◆ **REQUIRED TASK**
Extract every line in the rows below that contains the word "lake", copying each line unchanged.

◆ **DATA PROVIDED**
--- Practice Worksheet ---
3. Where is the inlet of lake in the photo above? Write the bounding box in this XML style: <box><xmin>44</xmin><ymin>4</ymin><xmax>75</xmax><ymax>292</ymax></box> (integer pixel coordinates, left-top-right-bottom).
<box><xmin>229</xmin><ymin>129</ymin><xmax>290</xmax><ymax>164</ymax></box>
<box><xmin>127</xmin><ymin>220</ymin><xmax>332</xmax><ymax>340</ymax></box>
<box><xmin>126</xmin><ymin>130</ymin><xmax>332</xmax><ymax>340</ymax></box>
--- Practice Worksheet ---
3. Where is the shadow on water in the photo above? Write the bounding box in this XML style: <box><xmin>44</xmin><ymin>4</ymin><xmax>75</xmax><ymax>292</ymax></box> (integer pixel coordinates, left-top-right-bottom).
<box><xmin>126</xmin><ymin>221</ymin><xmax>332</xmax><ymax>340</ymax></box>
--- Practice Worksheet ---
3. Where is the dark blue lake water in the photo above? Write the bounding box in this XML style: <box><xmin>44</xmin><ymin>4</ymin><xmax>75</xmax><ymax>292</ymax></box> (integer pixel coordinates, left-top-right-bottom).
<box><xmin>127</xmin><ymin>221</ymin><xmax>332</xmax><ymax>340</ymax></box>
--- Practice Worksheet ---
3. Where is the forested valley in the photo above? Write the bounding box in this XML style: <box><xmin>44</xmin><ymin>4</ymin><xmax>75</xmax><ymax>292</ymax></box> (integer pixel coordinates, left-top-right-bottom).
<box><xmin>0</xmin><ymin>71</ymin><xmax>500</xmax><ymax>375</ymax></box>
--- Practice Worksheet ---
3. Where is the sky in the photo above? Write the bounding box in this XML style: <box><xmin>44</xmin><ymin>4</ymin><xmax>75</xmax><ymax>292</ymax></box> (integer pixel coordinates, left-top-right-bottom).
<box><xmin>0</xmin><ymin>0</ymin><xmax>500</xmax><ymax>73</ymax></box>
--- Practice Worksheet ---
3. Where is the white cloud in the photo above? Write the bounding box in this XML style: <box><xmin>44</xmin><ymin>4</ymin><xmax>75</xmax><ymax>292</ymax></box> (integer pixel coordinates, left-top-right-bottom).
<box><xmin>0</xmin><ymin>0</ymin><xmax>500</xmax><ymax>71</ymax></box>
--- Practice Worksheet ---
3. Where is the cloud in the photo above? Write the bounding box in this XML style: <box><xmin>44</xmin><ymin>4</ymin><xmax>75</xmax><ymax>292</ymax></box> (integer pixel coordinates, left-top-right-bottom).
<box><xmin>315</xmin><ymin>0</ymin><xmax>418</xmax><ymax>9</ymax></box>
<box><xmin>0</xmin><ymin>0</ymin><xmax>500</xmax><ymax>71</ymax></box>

◆ **WORKED SOLUTION**
3. Where is the inlet of lake in the photo above? Write the bounding box in this XML style: <box><xmin>44</xmin><ymin>4</ymin><xmax>75</xmax><ymax>292</ymax></box> (integer pixel coordinates, left-top-right-bottom).
3. Where is the dark blue lake water in the photo above? Write the bounding box in this XML style: <box><xmin>44</xmin><ymin>4</ymin><xmax>75</xmax><ymax>292</ymax></box> (integer pixel coordinates, left-top-right-bottom).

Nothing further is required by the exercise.